### TESTO FORNITO:
<<<<

Il bombardamento era cessato da poco e corsi immediatamente a via M.Sabotino, al n.2, ove abita mio zio con tutta la famiglia. Di fronte era in fiamme il Cinema Cicolella e sulla strada due corpi di uomini che bruciavano ancora: mi adoprai a spegnere le fiammelle con manate di detriti. Il portone è semiapertoe dietro, sulla sinistra vi è il corpo di una donna non ancora irrigidito, immerso nel sangue! Chi era? Nel palazzo nessu segno di vita. Salgo sino al terzo piano. L’ingresso era spalancato. Vi entro: finestre sventrate, polvere e calcinacci d’ogni parte, mobili frantumati…; do voce: silenzio!
All’improvviso sento sbattere qualcosa sul pavimento… corro immediatamente… ascolto dei lamenti! Era zi Donato, il Cav. Bianchi, suocero di mio zio, il quale, benchè anziano, era riuscito a liberarsi, non del tutto, da sotto il mezzanino, che stava per soffocarlo. Era sporco di sangue che continuava ad uscire dalla testa e da altre diverse ferite. Dopo averlo tirato fuori, lo prendo in braccio e scendo sulla strada; lo adagio sul camion a fianco del soldato tedesco, che lo portò all’Ospedale della Croce Rossa, ove era anche il genero.
… avevo fatto pochi passi su via Monfalcone quando fui colpito da lamenti che venivano da via Podgora.
Altro terrificante spettacolo!

>>>>

### RIGHE:
<<<<

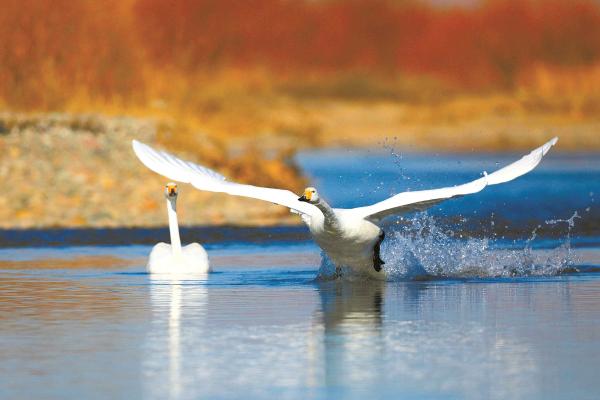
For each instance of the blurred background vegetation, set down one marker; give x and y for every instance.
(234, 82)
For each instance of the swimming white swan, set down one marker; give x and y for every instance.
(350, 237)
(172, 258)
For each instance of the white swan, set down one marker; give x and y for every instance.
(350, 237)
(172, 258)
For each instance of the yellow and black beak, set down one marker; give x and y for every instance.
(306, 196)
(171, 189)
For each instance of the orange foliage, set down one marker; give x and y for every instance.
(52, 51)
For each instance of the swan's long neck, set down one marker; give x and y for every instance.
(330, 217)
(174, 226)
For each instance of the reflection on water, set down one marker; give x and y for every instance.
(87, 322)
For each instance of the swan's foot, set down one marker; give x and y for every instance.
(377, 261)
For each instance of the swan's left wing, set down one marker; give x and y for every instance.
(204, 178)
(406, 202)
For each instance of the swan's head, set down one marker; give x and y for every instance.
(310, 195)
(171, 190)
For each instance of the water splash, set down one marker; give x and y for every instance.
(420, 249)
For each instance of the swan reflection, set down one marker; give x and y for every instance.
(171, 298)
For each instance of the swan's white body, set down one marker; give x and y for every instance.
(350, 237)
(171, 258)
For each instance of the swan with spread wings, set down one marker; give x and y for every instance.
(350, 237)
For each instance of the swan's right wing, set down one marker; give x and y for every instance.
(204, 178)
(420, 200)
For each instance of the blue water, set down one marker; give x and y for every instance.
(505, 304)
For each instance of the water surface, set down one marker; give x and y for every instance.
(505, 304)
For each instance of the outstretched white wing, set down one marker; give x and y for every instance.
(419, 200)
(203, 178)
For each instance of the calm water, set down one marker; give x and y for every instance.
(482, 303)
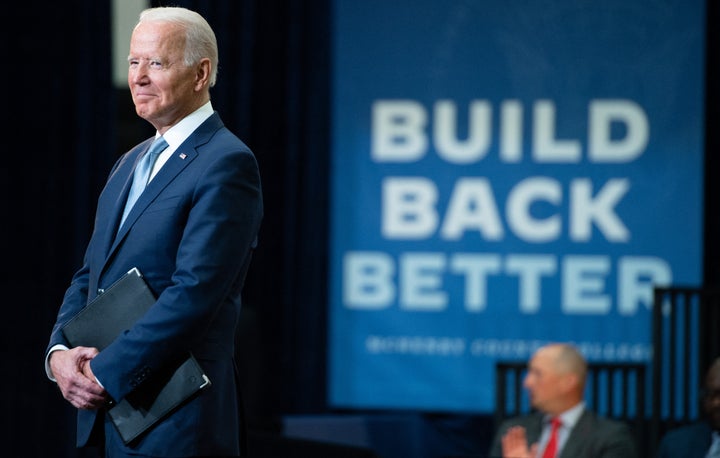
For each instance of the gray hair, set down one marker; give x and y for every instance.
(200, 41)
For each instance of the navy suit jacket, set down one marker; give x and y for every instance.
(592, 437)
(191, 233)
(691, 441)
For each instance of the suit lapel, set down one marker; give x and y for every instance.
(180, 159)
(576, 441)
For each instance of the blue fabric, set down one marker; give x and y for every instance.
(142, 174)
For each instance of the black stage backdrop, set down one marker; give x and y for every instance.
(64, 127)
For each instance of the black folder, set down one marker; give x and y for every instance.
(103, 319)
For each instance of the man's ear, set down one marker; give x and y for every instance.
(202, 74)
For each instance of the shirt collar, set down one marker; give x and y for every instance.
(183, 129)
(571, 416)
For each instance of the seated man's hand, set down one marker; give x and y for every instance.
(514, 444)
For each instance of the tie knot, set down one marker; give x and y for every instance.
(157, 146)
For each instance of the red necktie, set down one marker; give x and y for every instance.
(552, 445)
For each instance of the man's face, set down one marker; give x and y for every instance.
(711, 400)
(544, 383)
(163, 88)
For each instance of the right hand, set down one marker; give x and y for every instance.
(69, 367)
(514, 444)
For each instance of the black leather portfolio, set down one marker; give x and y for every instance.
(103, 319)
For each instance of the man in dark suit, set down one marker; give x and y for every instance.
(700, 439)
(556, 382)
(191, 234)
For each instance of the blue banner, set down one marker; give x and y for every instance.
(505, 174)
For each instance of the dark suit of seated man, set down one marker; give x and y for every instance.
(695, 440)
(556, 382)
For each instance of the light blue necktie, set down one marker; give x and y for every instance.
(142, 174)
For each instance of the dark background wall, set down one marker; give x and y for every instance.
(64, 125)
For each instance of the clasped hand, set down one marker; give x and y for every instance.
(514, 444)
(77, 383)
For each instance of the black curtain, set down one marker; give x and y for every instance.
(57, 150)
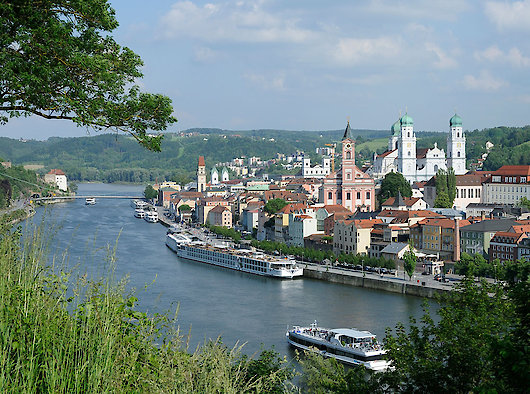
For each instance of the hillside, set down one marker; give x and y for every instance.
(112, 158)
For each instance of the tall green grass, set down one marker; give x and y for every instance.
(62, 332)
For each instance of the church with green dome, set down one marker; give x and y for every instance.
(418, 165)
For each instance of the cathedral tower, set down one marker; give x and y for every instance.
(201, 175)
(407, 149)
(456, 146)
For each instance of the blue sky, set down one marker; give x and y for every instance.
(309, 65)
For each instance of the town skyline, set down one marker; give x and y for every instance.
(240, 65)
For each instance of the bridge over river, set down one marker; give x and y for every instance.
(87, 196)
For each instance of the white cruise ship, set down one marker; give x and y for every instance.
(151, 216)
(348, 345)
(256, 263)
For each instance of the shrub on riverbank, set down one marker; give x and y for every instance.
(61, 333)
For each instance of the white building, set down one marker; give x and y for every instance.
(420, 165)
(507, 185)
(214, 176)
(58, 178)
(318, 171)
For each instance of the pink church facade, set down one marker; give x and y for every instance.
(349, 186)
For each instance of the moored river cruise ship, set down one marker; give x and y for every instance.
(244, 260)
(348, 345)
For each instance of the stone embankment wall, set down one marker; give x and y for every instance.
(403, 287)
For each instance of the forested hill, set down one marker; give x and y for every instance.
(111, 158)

>>>>
<<<<

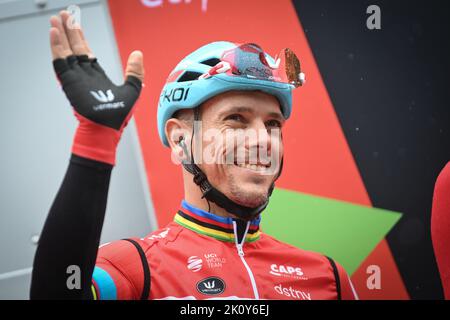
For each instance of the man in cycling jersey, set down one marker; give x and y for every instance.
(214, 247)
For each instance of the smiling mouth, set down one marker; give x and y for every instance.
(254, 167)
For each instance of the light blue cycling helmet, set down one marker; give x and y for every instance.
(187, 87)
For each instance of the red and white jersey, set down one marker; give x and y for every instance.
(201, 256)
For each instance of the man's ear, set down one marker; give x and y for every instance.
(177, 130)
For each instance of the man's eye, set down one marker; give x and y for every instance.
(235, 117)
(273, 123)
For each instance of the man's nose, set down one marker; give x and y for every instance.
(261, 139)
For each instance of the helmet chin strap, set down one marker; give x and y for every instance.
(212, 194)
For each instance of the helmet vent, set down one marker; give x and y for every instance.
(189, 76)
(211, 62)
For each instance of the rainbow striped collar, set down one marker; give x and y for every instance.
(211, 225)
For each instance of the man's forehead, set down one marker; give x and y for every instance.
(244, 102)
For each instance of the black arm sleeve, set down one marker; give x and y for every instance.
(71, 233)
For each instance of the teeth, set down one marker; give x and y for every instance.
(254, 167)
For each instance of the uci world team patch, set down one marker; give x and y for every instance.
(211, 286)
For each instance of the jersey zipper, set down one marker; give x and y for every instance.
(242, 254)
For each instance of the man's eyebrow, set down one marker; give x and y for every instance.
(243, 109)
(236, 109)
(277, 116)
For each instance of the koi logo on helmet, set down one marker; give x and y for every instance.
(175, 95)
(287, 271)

>>>>
<<<<

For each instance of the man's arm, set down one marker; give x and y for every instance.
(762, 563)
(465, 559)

>>>>

### ESERCIZIO ASSEGNATO A:
Secondo il testo sul bombardamento, quale edificio bruciava di fronte al numero 2 di via M.Sabotino?
### ESERCIZIO ASSEGNATO B:
Nel testo sul bombardamento, in che modo chi scrive si accorge che nell'appartamento al terzo piano c'è ancora qualcuno vivo?
### ESERCIZIO ASSEGNATO C:
Riproduci il brano del testo sul bombardamento partendo da "All’improvviso sento sbattere" e arrivando fino a "Altro terrificante spettacolo!".

### RISULTATO A:
Il Cinema Cicolella.

### RISULTATO B:
Chiama ad alta voce e sulle prime non risponde nessuno. Poi sente all'improvviso qualcosa sbattere sul pavimento, accorre e ascolta dei lamenti. Era zi Donato, riuscito a liberarsi in parte da sotto il mezzanino.

### RISULTATO C:
All’improvviso sento sbattere qualcosa sul pavimento… corro immediatamente… ascolto dei lamenti! Era zi Donato, il Cav. Bianchi, suocero di mio zio, il quale, benchè anziano, era riuscito a liberarsi, non del tutto, da sotto il mezzanino, che stava per soffocarlo. Era sporco di sangue che continuava ad uscire dalla testa e da altre diverse ferite. Dopo averlo tirato fuori, lo prendo in braccio e scendo sulla strada; lo adagio sul camion a fianco del soldato tedesco, che lo portò all’Ospedale della Croce Rossa, ove era anche il genero.
… avevo fatto pochi passi su via Monfalcone quando fui colpito da lamenti che venivano da via Podgora.
Altro terrificante spettacolo!